=== Section Start ===

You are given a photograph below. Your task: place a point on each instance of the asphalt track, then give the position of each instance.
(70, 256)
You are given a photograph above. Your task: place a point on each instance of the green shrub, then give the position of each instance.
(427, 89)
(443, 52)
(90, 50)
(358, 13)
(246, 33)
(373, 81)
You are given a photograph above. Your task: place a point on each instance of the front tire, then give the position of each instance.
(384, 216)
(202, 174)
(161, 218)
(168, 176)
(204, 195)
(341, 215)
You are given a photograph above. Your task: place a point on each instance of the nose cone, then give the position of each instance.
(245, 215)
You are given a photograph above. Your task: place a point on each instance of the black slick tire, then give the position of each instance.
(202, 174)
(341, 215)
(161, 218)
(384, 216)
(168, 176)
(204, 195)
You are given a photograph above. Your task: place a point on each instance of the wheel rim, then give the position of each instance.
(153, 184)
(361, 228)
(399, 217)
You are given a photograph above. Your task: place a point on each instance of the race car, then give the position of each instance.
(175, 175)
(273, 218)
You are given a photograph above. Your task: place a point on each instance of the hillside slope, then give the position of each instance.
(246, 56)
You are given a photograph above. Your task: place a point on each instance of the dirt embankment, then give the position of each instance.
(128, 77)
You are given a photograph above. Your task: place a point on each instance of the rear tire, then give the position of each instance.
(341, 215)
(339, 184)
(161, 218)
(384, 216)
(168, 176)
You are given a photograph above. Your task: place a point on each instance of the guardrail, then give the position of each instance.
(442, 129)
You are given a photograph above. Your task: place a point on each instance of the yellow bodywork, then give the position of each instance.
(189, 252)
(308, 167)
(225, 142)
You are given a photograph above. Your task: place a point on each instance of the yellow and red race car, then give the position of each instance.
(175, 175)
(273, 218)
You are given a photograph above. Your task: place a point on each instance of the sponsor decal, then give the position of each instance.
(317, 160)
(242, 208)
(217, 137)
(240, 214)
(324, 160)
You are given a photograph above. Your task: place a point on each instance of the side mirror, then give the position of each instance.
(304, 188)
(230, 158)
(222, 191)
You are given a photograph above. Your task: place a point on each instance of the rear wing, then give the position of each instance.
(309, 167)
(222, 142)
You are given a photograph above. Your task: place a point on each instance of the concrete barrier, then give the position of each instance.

=== Section End ===

From the "mirror, then give the position of each instance." line to the close of the listing, restate each line word for word.

You are given a photograph above. Your task: place a point on each instance of the side mirror, then give the position of each instance.
(304, 188)
(230, 158)
(222, 191)
You are given a photograph above. Your task: place a point on each instance of the rear wing, then give the position of each instance.
(309, 167)
(222, 142)
You are given a photograph above. Your task: place a point on each instance of the concrete barrier, then give the position of each instance.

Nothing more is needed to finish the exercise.